Article
****************

A Science of Human Needs?

But if needs are really that important, isn't there some science of needs? Well, yes, or at least there are some very intelligent scientists and authors who have proposed different ways to look at and categorize human needs.

In the personal development literature (self help books and authors [LINK]) these are several theories about needs:

From Abraham Maslows hierarchy of needs (early theory: 5 basic needs, later theory, in conjunction with others: 8 basic human needs), to the complex matrix of 9 needs and 4 'satisfiers' proposed by Chilean economist and philosopher Manfred Max-Neef together with Antonio Elizalde and Martin Hopenhayn, to the seven human needs which are polarized (making it 14 total, in a way) that I myself (the Personal Development Guy) propose and use.

As they are all just theories (attempts to simplify and describe reality) none of them is better, more 'right' or more correct than any other. I am going to dedicate several self improvement articles to the subject of needs, but in this one I will give you a brief overview of my own theory and tell you how to identify and deal constructively with your needs so that you may set yourself free.

Dealing with a million or more needs is impractical, so theorists attempt to 'bunch' or 'chunk' them and figure out what the most basic ones are. Here's how I have bunched them:

The Personal Development Guy's Theory of
Seven Polarized Basic Human Needs

1. Physical survival & reproduction/sex - vs. - death instinct & abstinence
2. Safety, comfort & predictability - vs. - unpredictability & challenge
3. Control, responsibility & freedom - vs. - no control, no responsibility
4. Recognition & a feeling of belonging - vs. - disapproval & individuality
5. Giving and contributing - vs. - receiving / getting
6. Development & full use of abilities - vs. - status quo & self limitation
7. Unity, wholeness & being your soul identity - vs. - separation & ego

Explanations for the Seven Polarized Basic Human Needs

The most common version of a need is the one on the left side of the dash in the above overview. This means that e.g. feeling a need for survival and/or reproduction is more common than feeling a need for death (having a death wish) and/or sexual abstinence. Both are quite possible, though.

So when you look at the overview of the seven human needs above you will find the most common version on the left side of the dash and the less common version - the opposite polarity of the same need - on the right side of the dash.

All of these seven needs in both of the polarized versions are extremely powerful human motivators. Most of what we do in life is motivated by one or more of these seven human needs.

Now, there's nothing wrong with that, except if you let it happen unconsciously you forfeit the possibility of making a conscious choice and directing your life and experience consciously.

Further, if you DO make yourself aware of these powerful basic needs and you get so far as to realize that they are NOT unavoidable forces that must be obeyed, but rather relative needs that you can bend, adapt, substitute and even let go of completely (very empowering!) then you free yourself to make any choice in life you desire.

****************

Requirement A
According to the article on human needs, how many basic needs were in Maslow's early theory?

Dataset excerpts
****************

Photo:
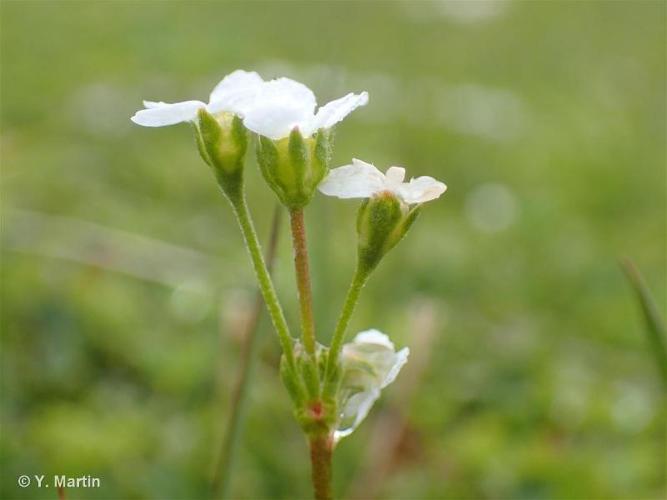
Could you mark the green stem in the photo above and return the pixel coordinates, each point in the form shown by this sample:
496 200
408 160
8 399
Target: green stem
303 279
321 450
263 278
358 282
222 471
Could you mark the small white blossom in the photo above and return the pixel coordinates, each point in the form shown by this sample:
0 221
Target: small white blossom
363 180
234 94
284 104
370 363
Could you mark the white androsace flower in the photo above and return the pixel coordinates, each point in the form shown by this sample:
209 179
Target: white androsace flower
284 104
370 363
363 180
234 94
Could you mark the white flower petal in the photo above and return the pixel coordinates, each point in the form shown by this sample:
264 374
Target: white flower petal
395 176
154 104
373 337
280 106
161 114
330 114
359 180
421 189
369 363
355 411
236 92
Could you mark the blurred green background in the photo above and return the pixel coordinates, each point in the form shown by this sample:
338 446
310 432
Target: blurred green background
124 280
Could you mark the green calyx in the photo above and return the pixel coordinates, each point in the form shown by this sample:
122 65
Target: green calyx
294 166
315 411
222 141
382 221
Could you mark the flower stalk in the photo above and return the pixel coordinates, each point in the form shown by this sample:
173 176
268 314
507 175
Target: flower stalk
358 281
222 471
302 270
321 451
263 278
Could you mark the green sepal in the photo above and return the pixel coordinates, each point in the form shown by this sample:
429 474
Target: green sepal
382 221
294 166
222 143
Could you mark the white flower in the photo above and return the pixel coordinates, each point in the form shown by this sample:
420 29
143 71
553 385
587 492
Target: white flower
234 94
283 104
370 363
363 180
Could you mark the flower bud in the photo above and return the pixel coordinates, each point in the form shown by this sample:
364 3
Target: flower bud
382 222
294 166
222 141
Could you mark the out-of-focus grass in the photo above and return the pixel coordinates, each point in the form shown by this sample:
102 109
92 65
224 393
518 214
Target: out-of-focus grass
547 122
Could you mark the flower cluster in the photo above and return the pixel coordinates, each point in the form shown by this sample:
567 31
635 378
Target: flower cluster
294 151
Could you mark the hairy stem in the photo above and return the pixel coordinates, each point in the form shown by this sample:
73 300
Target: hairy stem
224 463
321 450
358 282
264 279
303 279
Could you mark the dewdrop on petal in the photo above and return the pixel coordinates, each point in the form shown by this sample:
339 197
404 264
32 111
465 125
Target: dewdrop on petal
369 364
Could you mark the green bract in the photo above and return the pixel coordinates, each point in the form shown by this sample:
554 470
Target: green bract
294 166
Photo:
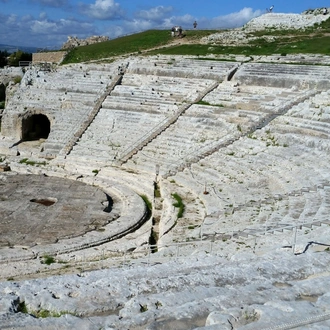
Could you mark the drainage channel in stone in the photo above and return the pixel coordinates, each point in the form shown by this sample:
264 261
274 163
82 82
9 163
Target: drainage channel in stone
154 235
44 201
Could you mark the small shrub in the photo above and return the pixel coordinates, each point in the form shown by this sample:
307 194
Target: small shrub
17 79
179 204
96 172
48 260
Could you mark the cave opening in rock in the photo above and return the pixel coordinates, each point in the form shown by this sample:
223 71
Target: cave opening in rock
35 127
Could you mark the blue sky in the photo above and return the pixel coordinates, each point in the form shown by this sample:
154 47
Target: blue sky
48 23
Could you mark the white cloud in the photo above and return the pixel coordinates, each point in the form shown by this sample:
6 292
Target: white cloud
103 9
232 20
52 3
41 32
154 14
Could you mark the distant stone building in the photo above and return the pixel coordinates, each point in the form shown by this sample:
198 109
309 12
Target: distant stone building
75 42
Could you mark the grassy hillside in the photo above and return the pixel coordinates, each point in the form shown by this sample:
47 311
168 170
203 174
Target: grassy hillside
313 40
131 44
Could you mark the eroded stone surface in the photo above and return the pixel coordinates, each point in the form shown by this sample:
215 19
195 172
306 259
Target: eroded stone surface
77 208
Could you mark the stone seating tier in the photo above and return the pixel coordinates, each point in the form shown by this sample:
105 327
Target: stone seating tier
302 76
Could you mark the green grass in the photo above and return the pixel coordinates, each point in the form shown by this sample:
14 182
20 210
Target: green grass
311 40
120 46
132 44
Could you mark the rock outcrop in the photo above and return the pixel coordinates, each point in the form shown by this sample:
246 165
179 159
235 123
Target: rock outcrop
75 42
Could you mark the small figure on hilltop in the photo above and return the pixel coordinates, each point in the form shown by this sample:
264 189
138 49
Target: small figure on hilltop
270 9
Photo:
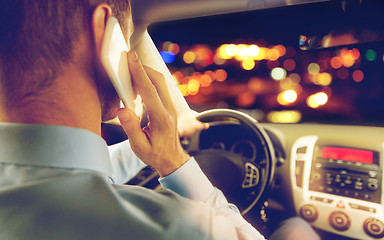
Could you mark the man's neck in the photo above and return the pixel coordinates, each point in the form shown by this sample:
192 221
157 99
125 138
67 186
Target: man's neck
71 101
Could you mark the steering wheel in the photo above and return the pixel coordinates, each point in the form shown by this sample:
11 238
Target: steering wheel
236 154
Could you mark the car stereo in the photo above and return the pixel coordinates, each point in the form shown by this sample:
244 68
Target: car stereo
338 188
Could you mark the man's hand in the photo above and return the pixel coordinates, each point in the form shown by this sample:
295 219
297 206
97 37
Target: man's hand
187 124
158 143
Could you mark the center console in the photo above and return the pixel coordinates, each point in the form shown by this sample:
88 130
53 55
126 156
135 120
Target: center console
338 188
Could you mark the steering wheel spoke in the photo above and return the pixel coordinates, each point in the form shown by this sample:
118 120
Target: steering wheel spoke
244 180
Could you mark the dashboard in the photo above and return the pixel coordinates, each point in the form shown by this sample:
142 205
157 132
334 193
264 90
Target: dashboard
329 175
335 176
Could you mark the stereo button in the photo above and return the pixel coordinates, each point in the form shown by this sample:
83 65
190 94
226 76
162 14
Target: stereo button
339 221
374 228
309 212
373 185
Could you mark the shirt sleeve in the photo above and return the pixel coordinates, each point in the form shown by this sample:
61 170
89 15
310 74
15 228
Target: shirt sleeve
124 163
189 181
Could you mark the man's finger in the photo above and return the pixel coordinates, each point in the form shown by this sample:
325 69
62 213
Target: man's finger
159 81
146 89
132 128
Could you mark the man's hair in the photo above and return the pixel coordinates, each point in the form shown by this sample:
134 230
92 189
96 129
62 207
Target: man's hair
37 38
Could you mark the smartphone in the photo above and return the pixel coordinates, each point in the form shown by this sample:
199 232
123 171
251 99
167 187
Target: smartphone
114 52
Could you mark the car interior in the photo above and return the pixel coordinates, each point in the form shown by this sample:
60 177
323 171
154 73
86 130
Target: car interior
293 93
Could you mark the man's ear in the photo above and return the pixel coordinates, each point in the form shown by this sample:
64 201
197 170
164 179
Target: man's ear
99 20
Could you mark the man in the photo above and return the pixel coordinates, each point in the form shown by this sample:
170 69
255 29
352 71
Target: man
55 169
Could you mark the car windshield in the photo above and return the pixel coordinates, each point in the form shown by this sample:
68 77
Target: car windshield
256 62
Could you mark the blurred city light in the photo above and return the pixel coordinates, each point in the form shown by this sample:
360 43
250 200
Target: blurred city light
313 68
278 73
370 55
286 116
189 57
342 73
318 99
221 75
336 62
231 50
358 76
253 50
248 64
174 48
168 57
289 64
287 97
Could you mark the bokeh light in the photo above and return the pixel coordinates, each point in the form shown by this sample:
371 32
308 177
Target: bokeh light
316 100
358 76
287 97
313 68
248 64
174 48
336 62
286 116
342 73
189 57
168 57
370 55
273 54
221 75
289 64
278 73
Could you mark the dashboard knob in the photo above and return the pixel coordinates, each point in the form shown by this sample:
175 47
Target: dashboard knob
309 212
374 228
339 221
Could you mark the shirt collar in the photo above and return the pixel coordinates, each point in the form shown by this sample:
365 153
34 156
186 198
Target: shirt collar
53 146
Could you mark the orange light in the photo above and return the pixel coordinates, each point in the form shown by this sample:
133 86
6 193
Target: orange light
289 64
336 62
342 73
183 89
348 60
174 48
248 64
221 75
287 97
261 55
273 54
253 51
281 49
358 76
316 100
193 86
189 57
245 99
355 53
231 50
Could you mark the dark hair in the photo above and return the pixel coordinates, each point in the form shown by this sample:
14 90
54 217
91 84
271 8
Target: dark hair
37 38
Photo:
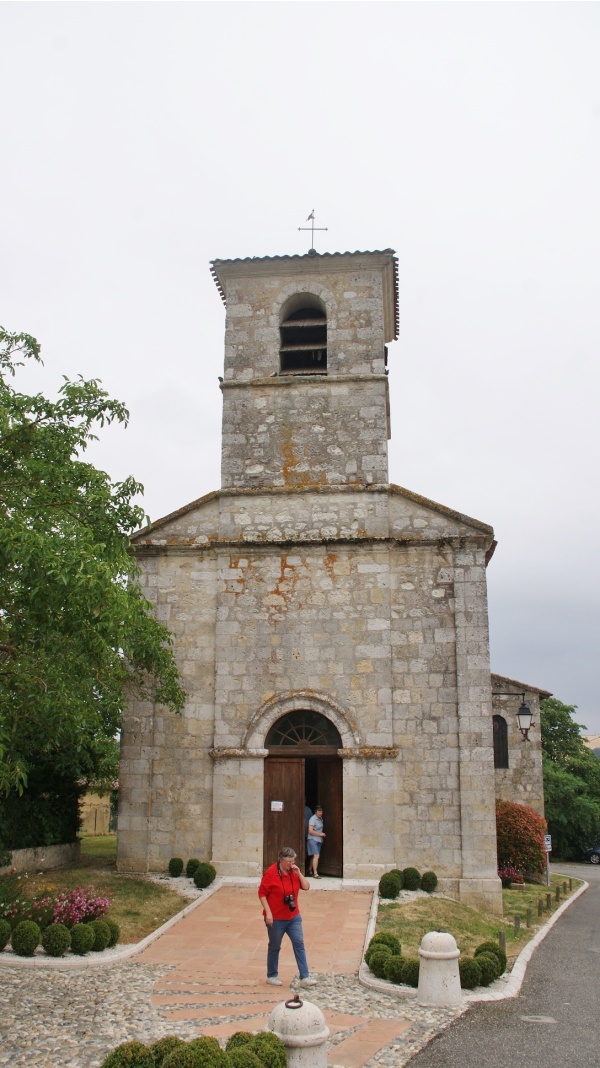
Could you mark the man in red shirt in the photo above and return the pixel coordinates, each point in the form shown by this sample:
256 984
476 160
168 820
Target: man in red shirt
278 893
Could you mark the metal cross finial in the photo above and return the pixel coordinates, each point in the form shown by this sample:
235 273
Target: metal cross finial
312 228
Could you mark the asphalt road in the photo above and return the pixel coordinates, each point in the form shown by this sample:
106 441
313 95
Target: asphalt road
554 1021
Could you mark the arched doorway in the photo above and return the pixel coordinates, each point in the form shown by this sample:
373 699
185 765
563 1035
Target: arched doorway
303 767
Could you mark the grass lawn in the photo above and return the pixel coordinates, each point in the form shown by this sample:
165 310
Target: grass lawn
138 907
411 920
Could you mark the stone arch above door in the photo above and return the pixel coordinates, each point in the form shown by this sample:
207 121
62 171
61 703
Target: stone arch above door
300 701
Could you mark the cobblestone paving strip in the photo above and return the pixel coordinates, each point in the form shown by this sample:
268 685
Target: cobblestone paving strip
73 1020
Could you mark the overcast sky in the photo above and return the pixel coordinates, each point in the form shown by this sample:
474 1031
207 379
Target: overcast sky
139 141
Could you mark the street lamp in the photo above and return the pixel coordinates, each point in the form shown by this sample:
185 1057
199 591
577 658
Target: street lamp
524 716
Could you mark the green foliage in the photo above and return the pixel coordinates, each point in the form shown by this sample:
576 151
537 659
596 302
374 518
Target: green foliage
4 933
519 837
129 1055
26 938
492 947
393 968
571 782
489 966
390 885
385 938
101 935
377 960
162 1047
237 1039
470 973
114 932
429 881
82 939
410 971
411 879
56 940
572 811
203 1052
76 632
269 1050
245 1056
47 812
204 875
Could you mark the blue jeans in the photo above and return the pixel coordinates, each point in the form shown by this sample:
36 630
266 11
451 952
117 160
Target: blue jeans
294 930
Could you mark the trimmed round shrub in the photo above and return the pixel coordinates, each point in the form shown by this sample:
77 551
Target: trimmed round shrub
492 947
490 967
428 881
237 1039
81 939
269 1049
411 879
387 938
243 1056
114 931
163 1047
26 938
129 1055
376 948
393 968
389 885
101 935
4 933
56 940
377 961
398 873
204 875
410 971
470 973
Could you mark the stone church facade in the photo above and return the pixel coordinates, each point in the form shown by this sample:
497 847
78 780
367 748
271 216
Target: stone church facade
331 628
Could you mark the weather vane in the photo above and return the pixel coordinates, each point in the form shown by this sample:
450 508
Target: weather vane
312 228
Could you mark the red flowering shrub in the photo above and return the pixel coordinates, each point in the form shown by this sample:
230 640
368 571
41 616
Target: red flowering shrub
519 837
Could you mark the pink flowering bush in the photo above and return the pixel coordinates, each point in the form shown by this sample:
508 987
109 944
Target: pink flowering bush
79 906
68 907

****************

Requirement B
List every line of the records that contains the word "bush".

Task answer A
Five basic needs.

Task answer B
Could you mark the pink flowering bush in the photo above and return the pixel coordinates, each point in the form shown by this sample:
Target: pink flowering bush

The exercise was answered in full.